Consignes:
1/ Dressez la liste de tous les réalisateurs nommés dans le texte sur les films du festival.
2/ Prolongez le texte sur les films du festival à partir de l'endroit où il s'interrompt.
++++ Texte fourni
Je passerai sur les déceptions (le Wara no tate de Takashi Miike) et autres crispations (Les salauds de Claire Denis ou The Immigrant de James Gray) pour saluer des films pas toujours appréciés par les festivaliers : Only God Forgives de Nicolas Winding Refn, formellement magnifique (le plus lynchien des films du cinéaste danois) ou La Vénus en fourrure de Roman Polanski, dans lequel Emmanuelle Seigner livre un numéro d’actrice très étonnant et très éloigné de ce qu’elle a pu faire auparavant.

A EQUIPE DU FILM ONLY GOD FORGIVES

L’équipe du film Only God Forgives (Photo Christian Delvoye)
++++++++
++++ Données fournies
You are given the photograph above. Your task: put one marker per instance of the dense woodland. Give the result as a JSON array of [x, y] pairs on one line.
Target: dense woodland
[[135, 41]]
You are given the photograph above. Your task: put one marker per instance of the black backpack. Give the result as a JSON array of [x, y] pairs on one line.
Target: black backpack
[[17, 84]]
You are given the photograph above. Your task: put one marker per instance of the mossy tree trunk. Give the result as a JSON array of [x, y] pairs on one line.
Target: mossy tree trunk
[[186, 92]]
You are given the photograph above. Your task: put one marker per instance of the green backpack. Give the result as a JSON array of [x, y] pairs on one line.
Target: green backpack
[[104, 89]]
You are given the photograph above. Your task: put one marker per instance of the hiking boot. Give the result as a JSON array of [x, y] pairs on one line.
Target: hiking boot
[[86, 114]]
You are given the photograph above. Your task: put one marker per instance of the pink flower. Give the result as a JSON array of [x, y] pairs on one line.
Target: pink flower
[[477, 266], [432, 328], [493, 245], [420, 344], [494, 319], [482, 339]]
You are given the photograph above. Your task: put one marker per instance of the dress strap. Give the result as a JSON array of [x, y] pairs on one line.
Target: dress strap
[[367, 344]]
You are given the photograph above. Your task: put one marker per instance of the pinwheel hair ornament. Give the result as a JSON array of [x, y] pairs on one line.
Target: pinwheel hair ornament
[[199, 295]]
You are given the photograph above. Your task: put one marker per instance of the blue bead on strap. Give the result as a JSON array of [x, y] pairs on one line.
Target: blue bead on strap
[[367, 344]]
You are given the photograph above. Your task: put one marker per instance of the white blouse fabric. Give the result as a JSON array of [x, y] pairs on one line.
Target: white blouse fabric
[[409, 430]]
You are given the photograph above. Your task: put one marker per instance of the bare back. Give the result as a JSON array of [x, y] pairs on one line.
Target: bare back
++++++++
Réponses par consigne:
1/
Takashi Miike
Claire Denis
James Gray
Nicolas Winding Refn
Roman Polanski

2/
Dans le premier, Refn entraîne en Thaïlande sa vedette de Drive, l’imperturbable Ryan Gosling, pour lui donner un rôle quasi muet qui en a perturbé plus d’un. Car, il faut se faire à cela : Gosling n’est pas au centre d’Only God Forgives, cédant sa place à Kristin Scott Thomas, géniale en Bloody Mama, chef de gang qui n’a que le meurtre et la vengeance à la bouche,et à Vithaya Pansringarm, l’officier de police quasi divin. La lenteur de l’action, avec de longues plages musicales de contemplation, est trouée d’éclairs de violence. Le tout étant filmé, Thaïlande oblige, à l’asiatique avec l’omniprésence de cadres dans le cadre, les visages placés au centre d’une fenêtre ou d’une porte. Une belle réussite contant le combat perdu d’avance, tel celui d’Achab contre Moby Dick, d’un homme qui n’a plus de repères et veut affronter Dieu.

La Vénus en fourrure évoque le roman éponyme de Sacher-Masoch, l’écrivain qui a donné son nom au masochisme. Une nouvelle fois après Carnage, Polanski s’inspire d’une pièce de théâtre (ici de David Ives) et choisit de construire son récit en lieu clos. Souvenir tenace de son assignation à résidence à Gstaad ? Le cinéaste évoque tout à la fois les jeux érotiques de la domination, la création artistique, les rapports ambigus entre un metteur en scène, son actrice et le personnage qu’elle interprète. Et, a fortiori, les rapports entre un homme et une femme.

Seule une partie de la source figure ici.